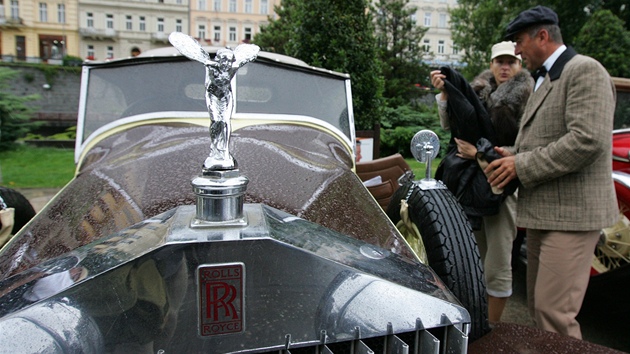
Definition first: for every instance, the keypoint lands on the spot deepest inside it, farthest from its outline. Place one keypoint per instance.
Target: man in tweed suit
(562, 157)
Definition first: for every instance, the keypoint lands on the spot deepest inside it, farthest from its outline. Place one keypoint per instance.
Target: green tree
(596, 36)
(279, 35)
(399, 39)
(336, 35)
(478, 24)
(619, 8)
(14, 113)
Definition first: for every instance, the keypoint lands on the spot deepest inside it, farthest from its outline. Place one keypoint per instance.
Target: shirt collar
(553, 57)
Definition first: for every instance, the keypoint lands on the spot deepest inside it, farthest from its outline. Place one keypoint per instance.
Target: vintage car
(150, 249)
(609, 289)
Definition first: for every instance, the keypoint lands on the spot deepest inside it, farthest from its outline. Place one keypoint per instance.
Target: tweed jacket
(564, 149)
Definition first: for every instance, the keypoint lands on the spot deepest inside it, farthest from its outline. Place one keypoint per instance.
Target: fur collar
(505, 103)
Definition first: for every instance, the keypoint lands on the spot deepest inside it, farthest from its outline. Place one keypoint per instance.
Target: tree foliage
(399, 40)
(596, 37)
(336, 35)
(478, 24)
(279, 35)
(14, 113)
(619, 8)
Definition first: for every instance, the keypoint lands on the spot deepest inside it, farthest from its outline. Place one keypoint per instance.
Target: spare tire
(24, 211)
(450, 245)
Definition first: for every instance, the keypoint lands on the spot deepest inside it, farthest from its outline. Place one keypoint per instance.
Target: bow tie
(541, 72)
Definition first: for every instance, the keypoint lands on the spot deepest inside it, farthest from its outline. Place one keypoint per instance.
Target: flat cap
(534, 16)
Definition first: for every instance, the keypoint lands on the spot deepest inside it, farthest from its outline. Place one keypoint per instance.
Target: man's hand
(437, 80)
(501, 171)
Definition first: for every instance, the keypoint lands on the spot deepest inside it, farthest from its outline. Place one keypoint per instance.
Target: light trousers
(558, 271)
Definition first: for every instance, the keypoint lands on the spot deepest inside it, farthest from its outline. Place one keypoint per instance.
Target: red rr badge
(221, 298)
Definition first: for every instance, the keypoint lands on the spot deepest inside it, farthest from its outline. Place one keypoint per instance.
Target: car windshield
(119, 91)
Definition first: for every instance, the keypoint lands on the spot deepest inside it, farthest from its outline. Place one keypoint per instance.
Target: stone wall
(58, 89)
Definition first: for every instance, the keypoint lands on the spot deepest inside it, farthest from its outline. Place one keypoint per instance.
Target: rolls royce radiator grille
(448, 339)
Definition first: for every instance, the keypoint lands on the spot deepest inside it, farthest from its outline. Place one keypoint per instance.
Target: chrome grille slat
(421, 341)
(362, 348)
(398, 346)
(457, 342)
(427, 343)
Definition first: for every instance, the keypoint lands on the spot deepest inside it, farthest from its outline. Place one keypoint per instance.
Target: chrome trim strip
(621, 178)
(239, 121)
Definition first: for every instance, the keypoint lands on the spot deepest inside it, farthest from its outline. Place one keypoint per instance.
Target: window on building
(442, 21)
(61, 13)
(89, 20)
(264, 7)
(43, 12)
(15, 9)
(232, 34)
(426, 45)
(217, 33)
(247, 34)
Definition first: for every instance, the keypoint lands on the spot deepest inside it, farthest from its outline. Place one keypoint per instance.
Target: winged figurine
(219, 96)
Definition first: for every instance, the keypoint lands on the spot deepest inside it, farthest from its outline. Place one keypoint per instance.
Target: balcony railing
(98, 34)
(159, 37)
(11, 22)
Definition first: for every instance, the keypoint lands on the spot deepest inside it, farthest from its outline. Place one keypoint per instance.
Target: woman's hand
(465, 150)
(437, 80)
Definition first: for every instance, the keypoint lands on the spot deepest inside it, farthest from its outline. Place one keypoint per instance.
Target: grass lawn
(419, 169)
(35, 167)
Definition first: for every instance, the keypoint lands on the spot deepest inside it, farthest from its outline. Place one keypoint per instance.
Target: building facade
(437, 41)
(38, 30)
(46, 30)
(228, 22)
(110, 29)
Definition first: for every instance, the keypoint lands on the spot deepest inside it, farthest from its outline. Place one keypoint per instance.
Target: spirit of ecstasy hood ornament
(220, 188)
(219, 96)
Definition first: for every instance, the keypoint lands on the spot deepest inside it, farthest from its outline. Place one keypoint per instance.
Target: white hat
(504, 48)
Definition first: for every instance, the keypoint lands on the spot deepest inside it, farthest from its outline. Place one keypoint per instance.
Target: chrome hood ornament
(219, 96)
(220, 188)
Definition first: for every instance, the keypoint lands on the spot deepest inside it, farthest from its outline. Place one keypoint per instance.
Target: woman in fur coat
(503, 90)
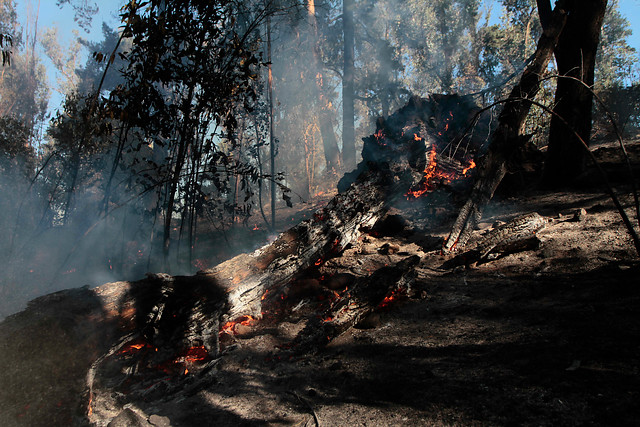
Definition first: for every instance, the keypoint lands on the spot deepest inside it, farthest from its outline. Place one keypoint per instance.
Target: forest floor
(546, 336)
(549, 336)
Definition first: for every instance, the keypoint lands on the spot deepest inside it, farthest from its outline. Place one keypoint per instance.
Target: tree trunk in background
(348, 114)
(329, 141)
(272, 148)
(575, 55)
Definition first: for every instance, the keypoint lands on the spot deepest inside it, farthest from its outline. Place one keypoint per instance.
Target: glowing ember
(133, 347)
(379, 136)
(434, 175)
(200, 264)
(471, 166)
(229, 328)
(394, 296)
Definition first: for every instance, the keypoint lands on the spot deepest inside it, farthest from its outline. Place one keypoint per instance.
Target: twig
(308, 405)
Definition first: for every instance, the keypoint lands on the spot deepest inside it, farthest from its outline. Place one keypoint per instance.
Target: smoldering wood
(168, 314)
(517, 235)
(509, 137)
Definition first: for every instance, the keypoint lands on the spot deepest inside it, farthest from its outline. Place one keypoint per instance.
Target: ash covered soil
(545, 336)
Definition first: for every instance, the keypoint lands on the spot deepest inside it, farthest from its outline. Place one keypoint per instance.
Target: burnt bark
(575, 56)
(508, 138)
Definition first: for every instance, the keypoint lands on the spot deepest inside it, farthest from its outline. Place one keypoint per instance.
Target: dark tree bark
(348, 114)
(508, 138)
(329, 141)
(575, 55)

****************************************

[WHAT YOU HAVE TO DO]: All of the records should be output exactly as they stand, with pictures omitted.

[ANSWER FOR THIS EXERCISE]:
Definition first: for every instance, the keypoint lands on the spot deepest inside it, farthest from its outline. Place one keypoint per instance.
Target: man in tweed suit
(562, 157)
Definition first: for every instance, the keypoint lands on the spot deepest inside it, farthest from its outline. Place one keypoint per instance.
Target: green tree
(596, 36)
(279, 35)
(399, 39)
(336, 35)
(478, 24)
(619, 8)
(14, 113)
Definition first: for every instance, the keypoint lands on the spot deepest inside it, farthest from its outline. Place one keypoint per instance.
Target: shirt collar
(553, 57)
Definition first: for every instance, the keypoint lands on the spot deepest inside it, farthest from its outline. Place one keypoint per instance.
Target: vintage car
(150, 249)
(609, 289)
Definition first: for every instance, the keypoint lands on the spot deepest inside it, farthest from its outline. Place one keypoint per instance.
Target: tweed jacket
(564, 149)
Definition first: for every instance, the keypoint lands on the spot deepest inside it, farthest from its outline. Place one keypoint per instance.
Target: fur collar
(505, 103)
Definition first: for every instance, the keypoint lands on the spot deepest inside it, farthest from its outline. Place one keypoint per instance.
Target: tree foliage
(399, 40)
(596, 37)
(336, 35)
(478, 24)
(279, 35)
(14, 113)
(619, 8)
Definition first: for every instance, the keypoint lands on the spot deepest inside it, farthest from its outline. Place one keypoint per instance.
Target: spare tire
(24, 211)
(450, 245)
Definition first: for every instance, the keypoint lands on the spot deepest inside it, farthest from its outline. Place one keypoint per instance.
Target: bow tie
(541, 72)
Definition first: for every instance, the keypoint lands on the spot deepest inside it, farthest from its outline. Place one keypoint per instance.
Target: flat cap
(534, 16)
Definition first: for every instance, the keypoint lands on the spot deepest inside it, farthest from its outline. Place one keypoint per instance.
Target: man's hand
(437, 80)
(501, 171)
Definition first: for every instance, the keypoint lands on the spot deepest inside it, farthest from its outline. Place one keypoint per instance.
Target: light trousers
(558, 271)
Definition first: for every instance, the keypoint lands on the spot deepest inside it, farthest from its outline. Place one keypoint per instance.
Target: red rr badge
(221, 298)
Definition first: for every instance, the keypoint lands on the spot deepest inside it, farthest from its outline. Place one keypoint per instance.
Target: car windshield
(119, 91)
Definition first: for every instance, the keypoint lands on the spot deepest inside it, farthest from its outline. Place one keypoint per instance.
Target: stone wall
(58, 89)
Definition first: for every instance, the keypoint lands on the spot deepest inside it, farthest from its outline. Place one keypoint per instance.
Target: rolls royce radiator grille
(448, 339)
Definition first: for every instance, the keypoint lands on the spot deepest inside it, farthest from its outline. Place one keypoint per instance.
Target: chrome grille slat
(421, 341)
(362, 348)
(398, 346)
(457, 342)
(427, 343)
Definition first: for every instance, the keypoint lands on the spot deepest inside it, farthest from its outline. Place one keypoint per instance.
Target: chrome trim strip
(621, 178)
(239, 121)
Definition first: for every instance, the keypoint lands on the spot deepest inside it, farthest from its outline. Place one keypoint per instance.
Target: window on building
(442, 21)
(61, 13)
(89, 20)
(264, 7)
(43, 12)
(15, 9)
(232, 34)
(426, 45)
(217, 33)
(247, 34)
Definition first: for every instance, the keypoint lands on the spot deepest inside it, farthest from its outline. Place one keypoint per instance.
Target: winged figurine
(219, 96)
Definition first: for every instance, the keypoint lands on the spot deepest inside it, farthest from its outline. Place one keypoint per instance.
Target: balcony railing
(98, 34)
(159, 37)
(11, 22)
Definition first: for every instance, the keypoint lands on the spot deepest inside it, farthest from its outline. Place one keypoint per instance.
Target: woman's hand
(465, 150)
(437, 80)
Definition first: for every instance, the keypoint lands on the spot deepest inside it, farthest from its outline. Place one keypoint per instance.
Target: grass lawn
(419, 169)
(35, 167)
Definition first: for every instance, the keypoint lands on the spot deepest inside it, farthest from its outline. Place one keypoint per instance.
Target: building facade
(437, 41)
(38, 30)
(46, 30)
(228, 22)
(110, 29)
Definition first: for every instance, the keypoint lands on the spot deepest inside it, farthest from its outline. Place one keypoint per instance.
Target: spirit of ecstasy hood ornament
(220, 188)
(219, 96)
Definition first: for every instance, the keypoint lands on the spot deepest inside it, farthest from its outline. Place one keypoint per instance.
Target: white hat
(504, 48)
Definition first: for every instance, the keypoint lands on the spot deepest inside it, farthest from its outline. Place one keypoint per instance.
Target: chrome hood ornament
(219, 96)
(220, 188)
Definition first: for every instance, the keypoint lands on the spot deepest inside it, farthest from its outline. Place one keypoint per instance.
Target: woman in fur coat
(503, 90)
Definition first: for every instance, the keypoint lands on the spot deepest inside it, farthest from its outline. Place one keypoint per instance.
Target: forest floor
(546, 336)
(549, 336)
Definition first: for every instance, the keypoint lands on the spot deepest inside it, farthest from its outline. Place one keypoint per instance.
Target: tree trunk in background
(348, 114)
(329, 141)
(272, 148)
(575, 55)
Definition first: for every instance, the keypoint lands on the spot deepest inside it, farthest from its outline. Place one keypoint per instance.
Target: glowing ember
(133, 347)
(379, 136)
(434, 175)
(200, 264)
(471, 166)
(229, 328)
(394, 296)
Definition first: for every instance, the keypoint lands on the spot deepest inside it, farthest from its outline. Place one keypoint per instance.
Target: twig
(308, 405)
Definition first: for every instance, the keypoint lands on the spot deepest inside it, farthest from its outline. Place one keypoint per instance.
Target: smoldering wood
(168, 314)
(517, 235)
(509, 137)
Definition first: for every instance, the keypoint lands on the spot deepest inside it, farthest from its outline. Place one keypoint per instance.
Target: ash covered soil
(545, 336)
Definition first: for every instance, the keypoint lands on the spot deepest inside it, farthest from its outline. Place one keypoint per instance.
Target: burnt bark
(575, 56)
(508, 138)
Definition first: for every instance, the keypoint lands on the spot deepest inside it, farthest from its outline. Place one keypoint per instance.
Target: dark tree bark
(348, 114)
(508, 138)
(329, 141)
(575, 55)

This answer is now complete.